======== Page text ========
Anyone who’s watched the rioting, looting and arson going on in places like Minneapolis, New York and Seattle wouldn’t need Trump’s “factoid” to understand Democrats are soft on crime.
Nonetheless, the Post proceeded to prove Trump wrong — or rather, actually prove him right — and launched a classic self-own.
The Post based its survey on the FBI’s Uniform Crime Report for the first half of 2019, and looked at two categories: cities with the most violent crime overall and the most violent crime per capita.
Among the top 20 with the most number of violent crimes, 17 were led by partisan Democratic mayors. The three that weren’t were San Antonio, Las Vegas and Jacksonville, FL.
But San Antonio and Las Vegas are misleading. By local rule elections in both cities are nonpartisan. Yet Las Vegas Mayor Carolyn Goodman has been repeatedly described in media reports as a Democrat, while the Texas Tribune noted that when San Antonio Mayor Ron Nirenberg was re-elected last year the mayor was “allied with the Democratic Party.”
So, in essence, 19 out of 20 in that category are managed by Democrats.
From the per-capita angle, all but one — Springfield, Mo. — are run by Democrats. Some sources outside the news media claim Springfield Mayor Ken McClure is a Democrat. But he once served as chief of staff for former Gov. Matt Blunt, a Republican.
Thus, the Post’s headline triumphantly declared, “Trump keeps claiming that the most dangerous cities in America are all run by Democrats. They aren’t.”
No, just 95 percent of them.
Ultimately, though, the Post noted, “(I)t doesn’t really matter that the other mayors are Democrats.”
“Cities generally have more crime than suburban and rural areas. That’s been true for decades if not centuries and is true across the planet,” the Post observed.
======== Records provided ========
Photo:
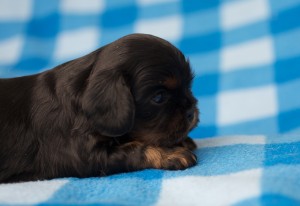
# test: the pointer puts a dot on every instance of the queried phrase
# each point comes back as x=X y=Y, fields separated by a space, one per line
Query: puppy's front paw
x=177 y=158
x=189 y=144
========
Answer these questions using the passage on crime and city mayors.
1. Which FBI report did the Post base its survey on?
2. Among the top 20 cities with the most violent crimes, which three were not led by partisan Democratic mayors?
3. In the per-capita category, which city is not run by Democrats?

1. The FBI's Uniform Crime Report for the first half of 2019.
2. San Antonio, Las Vegas and Jacksonville, FL.
3. Springfield, Mo.